= LISTED RECORDS =
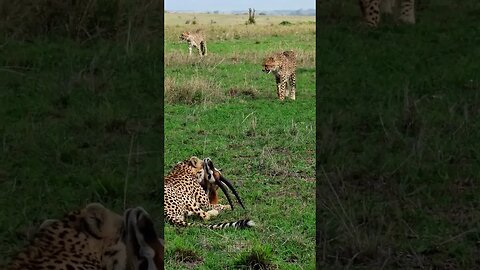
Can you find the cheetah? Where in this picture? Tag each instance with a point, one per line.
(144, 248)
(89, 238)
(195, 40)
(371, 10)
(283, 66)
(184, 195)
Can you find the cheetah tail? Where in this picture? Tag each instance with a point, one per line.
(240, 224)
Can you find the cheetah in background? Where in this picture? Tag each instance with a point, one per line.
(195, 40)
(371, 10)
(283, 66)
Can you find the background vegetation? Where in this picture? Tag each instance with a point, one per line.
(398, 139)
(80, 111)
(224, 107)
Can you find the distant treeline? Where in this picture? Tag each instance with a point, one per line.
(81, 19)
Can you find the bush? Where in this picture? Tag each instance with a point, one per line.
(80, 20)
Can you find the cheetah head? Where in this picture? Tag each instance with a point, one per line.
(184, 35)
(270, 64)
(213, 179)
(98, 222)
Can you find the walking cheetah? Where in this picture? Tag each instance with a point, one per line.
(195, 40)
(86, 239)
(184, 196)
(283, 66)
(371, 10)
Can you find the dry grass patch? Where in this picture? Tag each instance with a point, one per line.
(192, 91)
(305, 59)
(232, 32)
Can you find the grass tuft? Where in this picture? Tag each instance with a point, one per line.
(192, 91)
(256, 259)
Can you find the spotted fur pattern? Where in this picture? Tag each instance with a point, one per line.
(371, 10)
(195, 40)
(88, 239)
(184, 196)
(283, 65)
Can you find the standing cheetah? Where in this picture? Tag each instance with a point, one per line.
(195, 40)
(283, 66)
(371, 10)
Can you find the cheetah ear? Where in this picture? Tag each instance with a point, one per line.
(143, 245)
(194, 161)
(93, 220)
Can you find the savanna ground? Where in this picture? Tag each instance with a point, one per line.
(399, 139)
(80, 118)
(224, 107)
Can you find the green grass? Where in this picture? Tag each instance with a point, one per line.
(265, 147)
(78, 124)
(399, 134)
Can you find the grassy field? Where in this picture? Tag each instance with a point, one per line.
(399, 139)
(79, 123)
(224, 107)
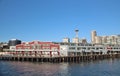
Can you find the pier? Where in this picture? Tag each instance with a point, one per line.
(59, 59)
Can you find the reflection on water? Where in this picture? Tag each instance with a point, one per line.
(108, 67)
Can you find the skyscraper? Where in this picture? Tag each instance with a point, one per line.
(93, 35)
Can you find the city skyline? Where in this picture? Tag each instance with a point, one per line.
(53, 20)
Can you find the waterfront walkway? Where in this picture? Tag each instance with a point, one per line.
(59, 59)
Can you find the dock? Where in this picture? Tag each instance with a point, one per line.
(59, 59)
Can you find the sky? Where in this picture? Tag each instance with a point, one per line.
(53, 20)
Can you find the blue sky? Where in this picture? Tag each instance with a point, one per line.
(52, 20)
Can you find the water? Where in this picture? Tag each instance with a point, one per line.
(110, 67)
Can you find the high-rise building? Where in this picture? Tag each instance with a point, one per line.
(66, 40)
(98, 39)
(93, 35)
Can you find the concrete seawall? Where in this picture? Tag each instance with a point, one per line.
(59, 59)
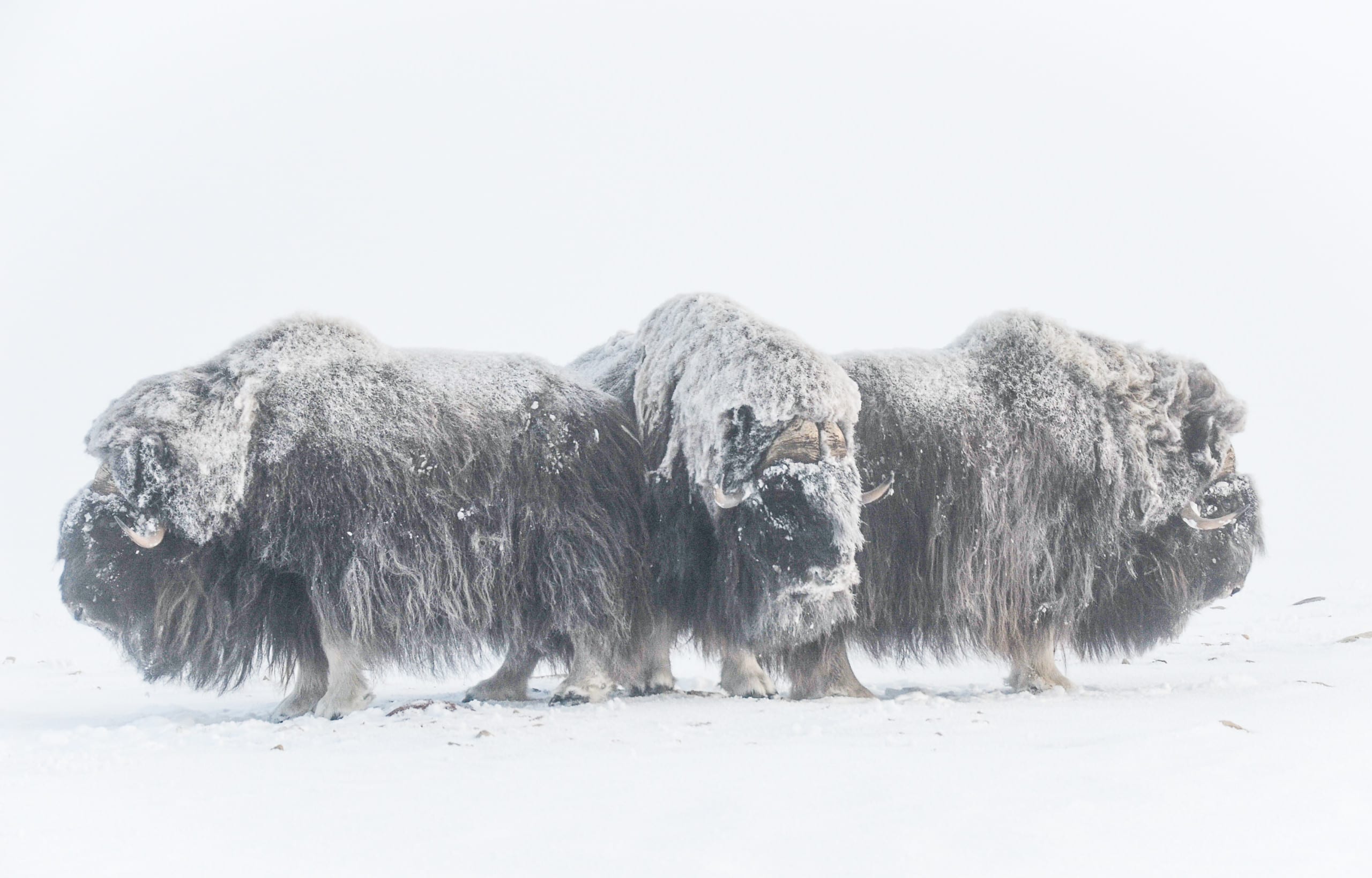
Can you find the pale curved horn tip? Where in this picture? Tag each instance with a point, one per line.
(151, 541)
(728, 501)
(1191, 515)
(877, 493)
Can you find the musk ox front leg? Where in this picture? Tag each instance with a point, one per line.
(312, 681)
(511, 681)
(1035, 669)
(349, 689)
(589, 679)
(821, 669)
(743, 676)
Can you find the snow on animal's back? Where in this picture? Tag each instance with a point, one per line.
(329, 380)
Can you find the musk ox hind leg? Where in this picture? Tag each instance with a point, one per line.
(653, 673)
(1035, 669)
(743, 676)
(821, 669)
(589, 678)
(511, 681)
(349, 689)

= EXERCISE GOAL =
Set down the whole listing exactly as given, except for the pictures.

= RESULT FOR THIS TASK =
Can you find the cheetah? Where in this picture? Tag each instance with a point, one per line.
(144, 248)
(89, 238)
(195, 40)
(371, 10)
(283, 66)
(184, 195)
Can you find the cheetah tail? Where in this picture? Tag each instance with a point, one per line.
(240, 224)
Can you find the cheetah in background? Where in this picture? Tag each instance with a point, one per line.
(195, 40)
(371, 10)
(283, 66)
Can you find the background vegetation? Where in this picture? Tag each instance with a point, one per line.
(398, 139)
(80, 111)
(224, 107)
Can you find the distant treeline? Where in this picture? Tag each instance with a point, one per line.
(81, 19)
Can you find the bush? Where in this picture? Tag each instance with a point, one per line.
(80, 20)
Can you find the cheetah head? Where in this picture? Tag each instance with a point, one per line.
(184, 35)
(270, 64)
(213, 179)
(98, 222)
Can you find the walking cheetah? Where in this picture? Tag each instance with a point, one per line.
(195, 40)
(86, 239)
(184, 196)
(283, 66)
(371, 10)
Can you find the dry grass patch? Where in this picture? Tag each instance with a point, one per line.
(192, 91)
(305, 59)
(232, 32)
Can you find the grass tuft? Where in this picture? Tag each instance with a point, one per line.
(192, 91)
(256, 259)
Can you find the spotted fur pattern? Where in this picture? Tag each instance with a point, one per line.
(371, 10)
(195, 40)
(88, 239)
(184, 196)
(283, 65)
Can you find the standing cheetah? Where in this picture? Tag each instance with a point, one per line.
(195, 40)
(283, 66)
(371, 10)
Can you find the cheetah ear? Where in this picture? Tag each instance with a point, one per line.
(143, 245)
(194, 161)
(93, 220)
Can you find the savanna ground? Where in this picture? Tag each instance with a point, one per line.
(399, 139)
(80, 118)
(224, 107)
Can you find the green grass? Where in this picture? Tag each instance with a point, one per line.
(265, 147)
(78, 124)
(399, 134)
Can you find the grassy field? Where in this picture? Tag each instance with a point, one per line.
(399, 139)
(79, 123)
(224, 107)
Can you find the pier? Where in this picture? Tag each instance with a point, one per line.
(59, 59)
Can you find the reflection on water? Where in this picture? Tag each instance with a point, one per line.
(108, 67)
Can you find the skyscraper? Where in this picture? Tag each instance with a point, one per line.
(93, 35)
Can you find the city skyline? Where in this picture? Tag each instance with a point, one per line.
(53, 20)
Can you find the waterfront walkway? Where in this picture? Tag each instance with a point, one per line.
(59, 59)
Can you find the dock? Where in this picture? Tag each instance with a point, one per line.
(59, 59)
Can you find the sky? Where in this picture? Tag each instance with a point, one per line.
(53, 20)
Can you find the blue sky? Where in this picture? Tag each instance with a point, one per line.
(52, 20)
Can you find the water? Where in this picture? Tag each instance with a point, one per line.
(110, 67)
Can you find the high-rise building? Where in this picture? Tag each instance with a point, one per line.
(66, 40)
(98, 39)
(93, 35)
Can you find the concrete seawall? Where in this picture? Tag each instance with a point, one per line.
(59, 59)
Can you find the pale curved horn tip? Where in this picture? Tag each instance with a point, one per line.
(151, 541)
(728, 501)
(1191, 515)
(877, 493)
Can you find the musk ox front leg? Where in this picture? Tag each instance with a point, one per line.
(312, 681)
(511, 681)
(1035, 669)
(349, 689)
(589, 679)
(821, 669)
(743, 676)
Can you find the snow on animal's back? Where in this picture? Tag each instance with a point, one per line.
(329, 380)
Can you find the musk ox hind leg? Where in this picture? Tag each instance with a point, one per line.
(653, 673)
(1035, 669)
(743, 676)
(821, 669)
(589, 678)
(511, 681)
(349, 689)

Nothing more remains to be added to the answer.